_Text section_.
/---
= Academic major =

Focus of academic study

An academic major is the academic discipline to which an undergraduate student formally commits. A student who successfully completes all courses required for the major qualifies for an undergraduate degree. The word major (also called concentration, particularly at private colleges) is also sometimes used administratively to refer to the academic discipline pursued by a graduate student or postgraduate student in a master's or doctoral program.

In the United Kingdom, Australia, and many other Commonwealth nations, the term "course" or "subject" is used instead of "major." In these systems, as well as in many European countries under the Bologna Process, degrees are typically more specialized from the start, and students focus on their primary field of study for the entire duration of their degree.

An academic major typically involves completion of a combination of required and elective courses in the chosen discipline. The latitude a student has in choosing courses varies from program to program. An academic major is administered by select faculty in an academic department. A major administered by more than one academic department is called an interdisciplinary major. In some settings, students may be permitted to design their own major, subject to faculty approval.
\---
_Data extract_.
/---
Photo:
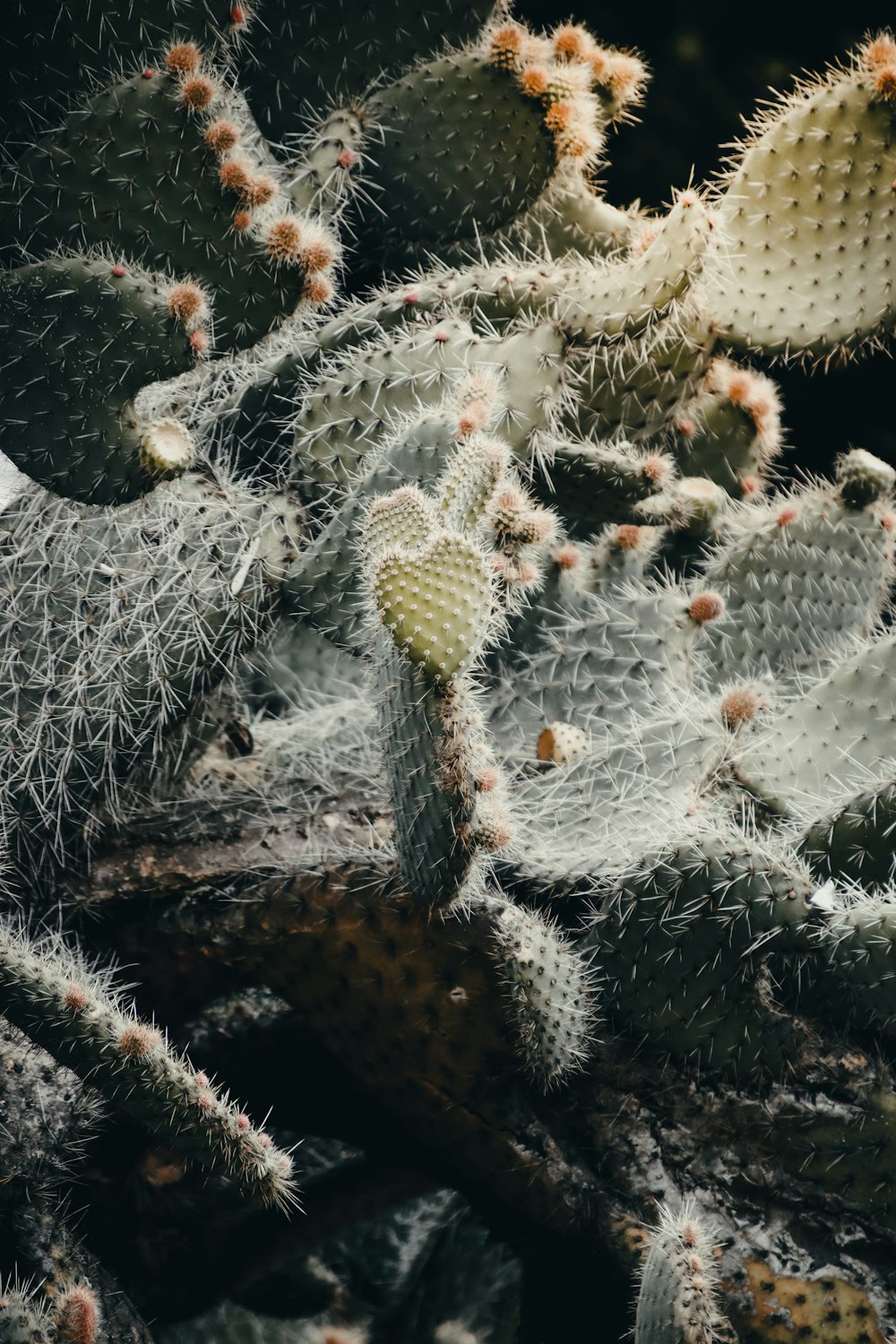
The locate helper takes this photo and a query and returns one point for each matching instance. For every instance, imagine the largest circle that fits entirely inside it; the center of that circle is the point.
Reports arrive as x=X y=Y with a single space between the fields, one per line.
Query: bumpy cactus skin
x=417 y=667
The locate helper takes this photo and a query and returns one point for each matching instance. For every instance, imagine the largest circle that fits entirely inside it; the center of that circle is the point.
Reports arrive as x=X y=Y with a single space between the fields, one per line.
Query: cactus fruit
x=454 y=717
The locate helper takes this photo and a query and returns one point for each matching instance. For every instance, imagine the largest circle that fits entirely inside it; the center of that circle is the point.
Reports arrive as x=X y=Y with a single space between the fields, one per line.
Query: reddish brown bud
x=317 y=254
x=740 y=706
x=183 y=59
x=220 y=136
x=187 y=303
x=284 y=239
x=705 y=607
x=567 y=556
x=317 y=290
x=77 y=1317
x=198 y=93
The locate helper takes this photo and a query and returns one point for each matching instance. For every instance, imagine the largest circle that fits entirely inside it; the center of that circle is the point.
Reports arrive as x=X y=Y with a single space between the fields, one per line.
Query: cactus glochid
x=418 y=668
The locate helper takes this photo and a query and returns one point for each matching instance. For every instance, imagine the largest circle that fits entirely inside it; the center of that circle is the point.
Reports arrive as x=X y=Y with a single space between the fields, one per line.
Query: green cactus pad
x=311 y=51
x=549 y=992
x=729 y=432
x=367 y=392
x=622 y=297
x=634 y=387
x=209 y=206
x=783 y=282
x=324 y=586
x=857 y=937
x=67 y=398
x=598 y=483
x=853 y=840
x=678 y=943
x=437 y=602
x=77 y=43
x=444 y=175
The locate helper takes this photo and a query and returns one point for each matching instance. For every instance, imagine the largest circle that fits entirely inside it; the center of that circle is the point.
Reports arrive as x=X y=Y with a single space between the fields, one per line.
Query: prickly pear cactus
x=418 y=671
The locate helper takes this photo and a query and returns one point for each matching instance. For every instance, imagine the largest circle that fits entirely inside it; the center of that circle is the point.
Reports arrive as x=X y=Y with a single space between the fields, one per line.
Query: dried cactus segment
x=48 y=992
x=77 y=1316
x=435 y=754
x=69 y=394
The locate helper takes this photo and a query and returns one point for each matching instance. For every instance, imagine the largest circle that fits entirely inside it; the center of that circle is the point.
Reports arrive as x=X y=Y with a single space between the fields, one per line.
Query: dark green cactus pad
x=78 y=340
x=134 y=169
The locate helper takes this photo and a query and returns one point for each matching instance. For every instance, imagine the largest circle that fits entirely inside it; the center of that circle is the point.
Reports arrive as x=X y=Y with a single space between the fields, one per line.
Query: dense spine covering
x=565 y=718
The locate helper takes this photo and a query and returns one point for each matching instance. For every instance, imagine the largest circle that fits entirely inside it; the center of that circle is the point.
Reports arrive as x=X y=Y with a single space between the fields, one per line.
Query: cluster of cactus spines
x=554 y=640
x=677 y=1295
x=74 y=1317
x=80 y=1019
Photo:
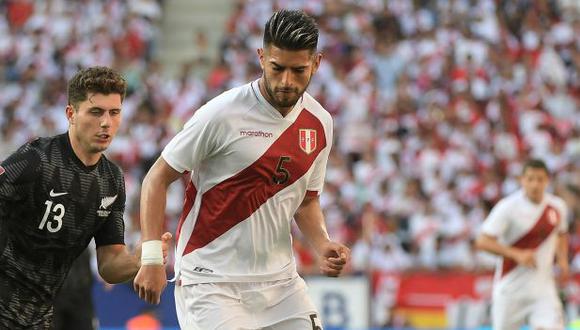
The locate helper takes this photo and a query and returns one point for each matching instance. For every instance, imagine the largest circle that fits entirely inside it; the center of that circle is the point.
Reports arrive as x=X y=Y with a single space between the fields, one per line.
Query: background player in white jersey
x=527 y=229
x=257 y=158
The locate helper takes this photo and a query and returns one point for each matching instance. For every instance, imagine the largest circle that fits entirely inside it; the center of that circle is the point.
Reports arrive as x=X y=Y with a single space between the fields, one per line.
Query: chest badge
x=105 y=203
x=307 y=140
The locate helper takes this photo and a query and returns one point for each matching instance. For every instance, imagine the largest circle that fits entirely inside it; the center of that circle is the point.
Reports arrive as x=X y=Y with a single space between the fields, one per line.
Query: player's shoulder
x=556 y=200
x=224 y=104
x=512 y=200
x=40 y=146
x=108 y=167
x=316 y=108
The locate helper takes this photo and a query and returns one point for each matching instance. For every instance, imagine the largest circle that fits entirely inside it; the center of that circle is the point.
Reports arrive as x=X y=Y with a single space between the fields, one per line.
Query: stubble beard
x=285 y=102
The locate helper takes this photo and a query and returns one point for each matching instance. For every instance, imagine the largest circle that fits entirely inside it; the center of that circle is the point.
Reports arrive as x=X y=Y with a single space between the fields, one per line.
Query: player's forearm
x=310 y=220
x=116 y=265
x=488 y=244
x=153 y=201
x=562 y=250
\---
/---
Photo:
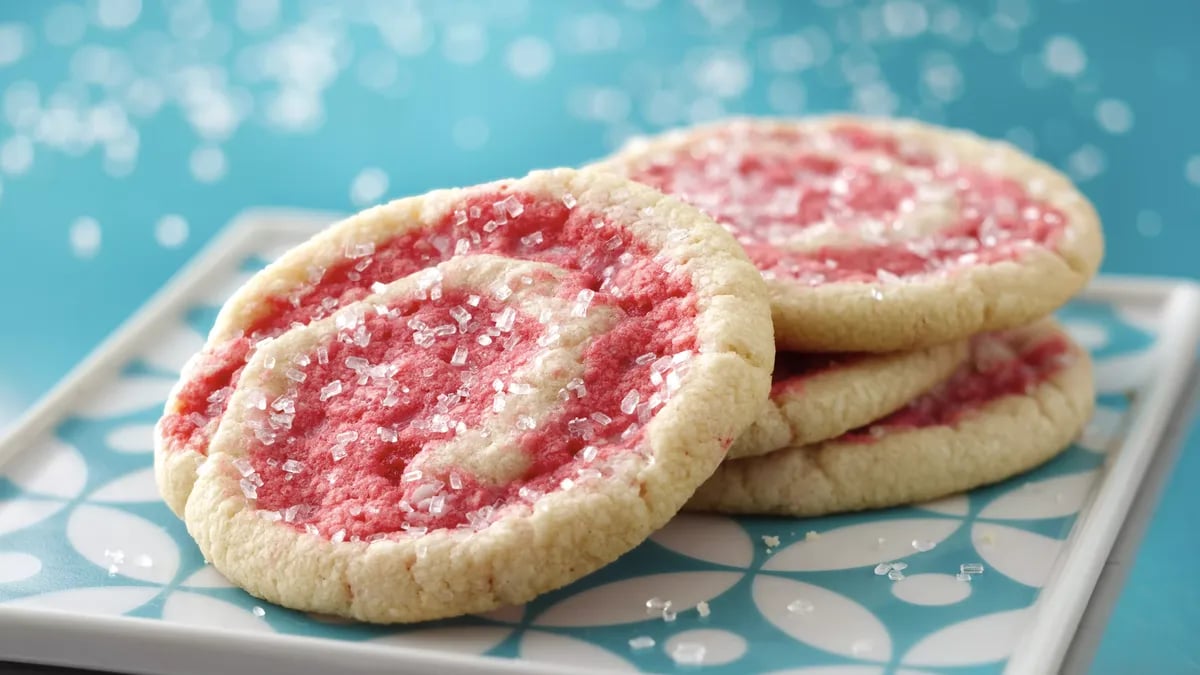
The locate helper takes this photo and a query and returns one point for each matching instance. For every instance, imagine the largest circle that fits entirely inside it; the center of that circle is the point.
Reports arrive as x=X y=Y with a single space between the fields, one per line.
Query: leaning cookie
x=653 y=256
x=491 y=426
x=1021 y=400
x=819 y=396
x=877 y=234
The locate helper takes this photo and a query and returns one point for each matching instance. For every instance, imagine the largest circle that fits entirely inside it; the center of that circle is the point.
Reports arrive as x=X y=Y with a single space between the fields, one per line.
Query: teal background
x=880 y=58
\---
_Exercise objective_. Rewrite the academic major text between "Focus of academic" and "of their degree.", inclusive, changing "Commonwealth nations" to "Commonwealth countries".

_Worked solution_.
Focus of academic study

An academic major is the academic discipline to which an undergraduate student formally commits. A student who successfully completes all courses required for the major qualifies for an undergraduate degree. The word major (also called concentration, particularly at private colleges) is also sometimes used administratively to refer to the academic discipline pursued by a graduate student or postgraduate student in a master's or doctoral program.

In the United Kingdom, Australia, and many other Commonwealth countries, the term "course" or "subject" is used instead of "major." In these systems, as well as in many European countries under the Bologna Process, degrees are typically more specialized from the start, and students focus on their primary field of study for the entire duration of their degree.